- _設問_
本文の「Terraform detected the」から「unchanged attributes hidden)」までを、「worker_node2」を「worker_node3」に置き換えて書き直しなさい。

- _本文_

- - - -

[備忘録]misskeyのDBが吹っ飛んだ時に読むnote

2024年4月24日 20:34

前書き

このnoteは、上記noteに記したmisskey鯖のバックエンドとして動作しているDB(postgres)が吹っ飛んだときの復旧手順をまとめたものである。

早くも2度復旧作業をすることになったため、こうしてnoteにまとめておくことを思い立った。

復旧手順

VMの復旧

DBが稼働しているVMごとお亡くなりになった場合、DBが動作するVMをまず復旧しなければならない。
構築用のtfファイルおよびplaybookを用いてVMの再構築を行う。

ironawi@ironawi-ally:~$ cd terraform/kubernetes/
ironawi@ironawi-ally:~/terraform/kubernetes$ ls
kubernetes_node.tf  modules  output.tf  sg-k8s-master.tf  sg-k8s-worker.tf  sg-misskey...tf  terraform.tfstate  terraform.tfstate.backup
ironawi@ironawi-ally:~/terraform/kubernetes$ terraform plan
...
Note: Objects have changed outside of Terraform

Terraform detected the following changes made outside of Terraform since the last "terraform apply" which may have affected this plan:

  # module.worker_node2.aws_instance.main has been deleted
  - resource "aws_instance" "main" {
        id                                   = "i-0891cba0a7c60c5fe"
      - public_dns                           = "ec2-15-152-119-16.ap-northeast-3.compute.amazonaws.com" -> null
        tags                                 = {
            "Name" = "worker_node2"
        }
        # (33 unchanged attributes hidden)

        # (9 unchanged blocks hidden)
    }


Unless you have made equivalent changes to your configuration, or ignored the relevant attributes using ignore_changes, the following plan may include actions to undo or respond to these changes.

──────────────────────────────────────────────────────────────────────────────────────────────────────────────────────────────────────────────────────────────────────────────────────────────────────────────────────────────────────

Terraform used the selected providers to generate the following execution plan. Resource actions are indicated with the following symbols:
  + create

Terraform will perform the following actions:

  # module.worker_node2.aws_instance.main will be created
  + resource "aws_instance" "main" {
      + ami                                  = "ami-0c1531991482a24e1"

- - - -

- _記録一覧_
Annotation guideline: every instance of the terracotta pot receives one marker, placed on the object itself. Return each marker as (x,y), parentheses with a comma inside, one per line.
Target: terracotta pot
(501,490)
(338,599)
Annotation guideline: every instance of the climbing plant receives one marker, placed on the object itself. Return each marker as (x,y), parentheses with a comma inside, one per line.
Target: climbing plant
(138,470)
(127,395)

- - - -

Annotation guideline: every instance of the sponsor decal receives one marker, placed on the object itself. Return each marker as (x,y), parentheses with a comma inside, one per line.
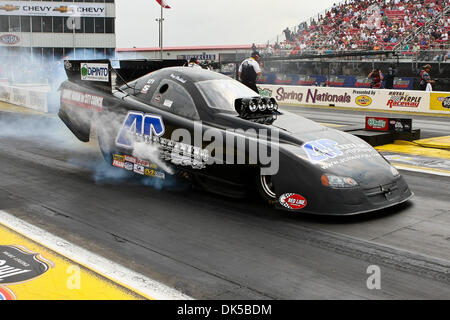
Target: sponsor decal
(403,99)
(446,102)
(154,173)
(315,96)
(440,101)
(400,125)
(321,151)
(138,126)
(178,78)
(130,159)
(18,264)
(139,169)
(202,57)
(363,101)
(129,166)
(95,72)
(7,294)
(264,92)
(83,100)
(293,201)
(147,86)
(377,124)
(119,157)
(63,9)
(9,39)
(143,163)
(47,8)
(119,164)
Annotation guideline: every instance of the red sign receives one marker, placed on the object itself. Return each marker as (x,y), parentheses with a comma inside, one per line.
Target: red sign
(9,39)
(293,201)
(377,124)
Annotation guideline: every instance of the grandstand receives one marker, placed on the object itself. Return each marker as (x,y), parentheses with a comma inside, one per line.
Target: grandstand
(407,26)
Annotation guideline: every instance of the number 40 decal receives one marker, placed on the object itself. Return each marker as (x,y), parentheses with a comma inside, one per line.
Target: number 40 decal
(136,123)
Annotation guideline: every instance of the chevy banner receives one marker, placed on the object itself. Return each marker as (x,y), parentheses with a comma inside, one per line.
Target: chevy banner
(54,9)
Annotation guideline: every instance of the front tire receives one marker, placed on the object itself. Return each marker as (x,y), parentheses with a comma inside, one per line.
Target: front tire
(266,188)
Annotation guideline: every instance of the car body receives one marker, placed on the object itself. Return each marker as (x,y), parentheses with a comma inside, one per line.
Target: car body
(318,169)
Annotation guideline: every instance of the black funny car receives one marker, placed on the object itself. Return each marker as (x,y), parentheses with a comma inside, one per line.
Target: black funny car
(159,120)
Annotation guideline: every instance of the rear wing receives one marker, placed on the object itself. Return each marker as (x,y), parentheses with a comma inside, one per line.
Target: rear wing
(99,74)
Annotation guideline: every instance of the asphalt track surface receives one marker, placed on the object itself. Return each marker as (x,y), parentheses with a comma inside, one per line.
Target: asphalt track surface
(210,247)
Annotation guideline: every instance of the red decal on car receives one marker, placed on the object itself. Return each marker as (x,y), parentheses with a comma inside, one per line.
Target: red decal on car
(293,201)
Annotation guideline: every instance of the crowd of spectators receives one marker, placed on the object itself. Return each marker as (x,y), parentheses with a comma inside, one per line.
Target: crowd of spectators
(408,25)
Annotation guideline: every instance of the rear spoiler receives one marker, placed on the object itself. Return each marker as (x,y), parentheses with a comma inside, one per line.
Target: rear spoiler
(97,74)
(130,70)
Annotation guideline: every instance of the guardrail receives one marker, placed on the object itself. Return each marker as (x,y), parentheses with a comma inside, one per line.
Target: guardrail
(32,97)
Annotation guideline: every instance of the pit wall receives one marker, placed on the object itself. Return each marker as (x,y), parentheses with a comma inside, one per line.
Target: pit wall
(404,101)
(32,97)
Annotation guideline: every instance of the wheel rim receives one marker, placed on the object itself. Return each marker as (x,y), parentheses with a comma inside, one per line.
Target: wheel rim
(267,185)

- - - -

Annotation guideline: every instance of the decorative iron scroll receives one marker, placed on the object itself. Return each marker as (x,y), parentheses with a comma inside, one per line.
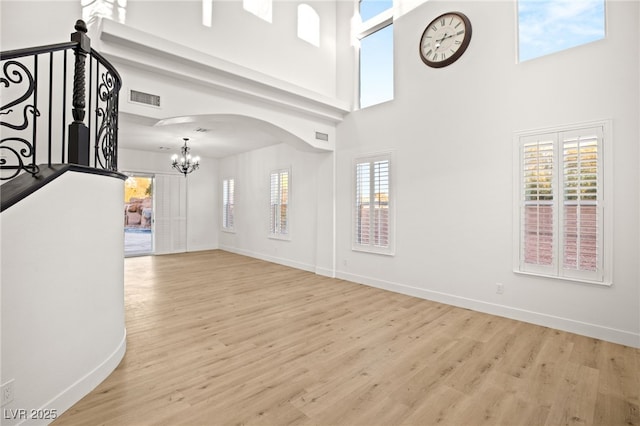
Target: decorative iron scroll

- - - -

- _本設問の解答_
Terraform detected the following changes made outside of Terraform since the last "terraform apply" which may have affected this plan:

  # module.worker_node3.aws_instance.main has been deleted
  - resource "aws_instance" "main" {
        id                                   = "i-0891cba0a7c60c5fe"
      - public_dns                           = "ec2-15-152-119-16.ap-northeast-3.compute.amazonaws.com" -> null
        tags                                 = {
            "Name" = "worker_node3"
        }
        # (33 unchanged attributes hidden)